**What to do**
• 1. Using the comment thread, explain in one to three sentences why Jongware recommends the PNG specifications to someone who wants to add a message to an image file.
• 2. Copy the records starting at the line that contains "Locate the gray" and ending at the end of the records, including both ends.

**Extract**
Updated on June 04, 2022

Comments

  • user2097211
    user2097211 almost 2 years

    As far as I can tell my question is not related to topics involved in Stenography or in the win.rar soluations I've seen to this where you are essentially hidding messages.

    I am trying to figure out if there is a way to insert code into a file such as a jpg or png with a simple message, that could later be extracted by a program reading the file without having it encoded into the file either by slight differences in pixels or what have you in stenography.

    I basically just want a tag along message that is a part of the file itself that is not brought up by the image reader but could perhaps be seen by a text reader of some kind.

    I'm not sure how possible this is because I, for the most part don't understand the order/layout of the png/jgp/ect file aside from the RGB pixel code. How does it start, how does the image display tool know to stop displaying ect.

    The way I'm envisioning it would be something like: pngStartCode -> RGBinfo --> png end code so image reader knows to stop -> start sequence that some kind of reader will recognize (possibly a new text reader) -> written text wanted to be communicated -> endcodeforreader

    I may just be rambling about something ridiculous here but please let me know if this is at least possible.

  • user2097211
    user2097211 over 10 years
    More or less just combining the .png/.jpg with the text file. Wow, a lot simpler than I would have suspected. Thanks @Rejeev, I'll give it a try. I suppose the real challenge is reading the text file without the png/jpg data interfering.
  • Jongware
    Jongware over 10 years
    If you stick with PNG then take a look at the PNG specifications. The actual file length is predefined, and easy to get hold off. Anything after that is your data.

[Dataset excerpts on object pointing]

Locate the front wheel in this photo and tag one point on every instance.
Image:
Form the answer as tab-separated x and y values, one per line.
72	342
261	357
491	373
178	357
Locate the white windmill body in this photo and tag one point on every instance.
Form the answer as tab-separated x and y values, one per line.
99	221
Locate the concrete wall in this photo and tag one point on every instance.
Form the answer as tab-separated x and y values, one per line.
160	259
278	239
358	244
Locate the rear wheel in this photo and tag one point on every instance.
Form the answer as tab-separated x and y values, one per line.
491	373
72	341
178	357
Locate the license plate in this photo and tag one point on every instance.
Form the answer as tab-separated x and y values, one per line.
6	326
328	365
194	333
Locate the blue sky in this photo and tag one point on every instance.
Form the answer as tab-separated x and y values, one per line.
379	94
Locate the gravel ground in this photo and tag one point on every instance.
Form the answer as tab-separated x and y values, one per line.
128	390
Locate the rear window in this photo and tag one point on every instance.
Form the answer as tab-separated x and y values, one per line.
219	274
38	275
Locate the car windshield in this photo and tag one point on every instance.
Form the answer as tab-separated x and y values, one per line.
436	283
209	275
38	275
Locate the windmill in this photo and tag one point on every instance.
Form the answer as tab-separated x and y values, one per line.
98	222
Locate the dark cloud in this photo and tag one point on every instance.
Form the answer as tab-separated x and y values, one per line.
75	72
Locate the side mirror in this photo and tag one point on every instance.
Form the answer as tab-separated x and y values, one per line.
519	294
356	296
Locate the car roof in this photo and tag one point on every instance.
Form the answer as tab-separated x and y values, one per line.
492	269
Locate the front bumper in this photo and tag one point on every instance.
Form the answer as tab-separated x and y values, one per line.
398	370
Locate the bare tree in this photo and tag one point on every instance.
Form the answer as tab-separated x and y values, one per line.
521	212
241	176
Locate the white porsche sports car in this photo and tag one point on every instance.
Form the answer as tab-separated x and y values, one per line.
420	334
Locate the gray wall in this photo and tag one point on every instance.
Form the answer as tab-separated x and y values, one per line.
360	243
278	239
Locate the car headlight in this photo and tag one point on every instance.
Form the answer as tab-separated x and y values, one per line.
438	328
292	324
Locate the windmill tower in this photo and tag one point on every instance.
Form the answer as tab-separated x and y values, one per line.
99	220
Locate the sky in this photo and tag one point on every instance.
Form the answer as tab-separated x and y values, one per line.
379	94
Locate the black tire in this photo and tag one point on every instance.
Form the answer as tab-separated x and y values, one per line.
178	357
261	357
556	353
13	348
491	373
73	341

**Task responses**
• 1. In a PNG, the actual file length is predefined and easy to get hold of. Anything after that length is the added data.

• 2.
Locate the gray wall in this photo and tag one point on every instance.
Form the answer as tab-separated x and y values, one per line.
360	243
278	239
Locate the car headlight in this photo and tag one point on every instance.
Form the answer as tab-separated x and y values, one per line.
438	328
292	324
Locate the windmill tower in this photo and tag one point on every instance.
Form the answer as tab-separated x and y values, one per line.
99	220
Locate the sky in this photo and tag one point on every instance.
Form the answer as tab-separated x and y values, one per line.
379	94
Locate the black tire in this photo and tag one point on every instance.
Form the answer as tab-separated x and y values, one per line.
178	357
261	357
556	353
13	348
491	373
73	341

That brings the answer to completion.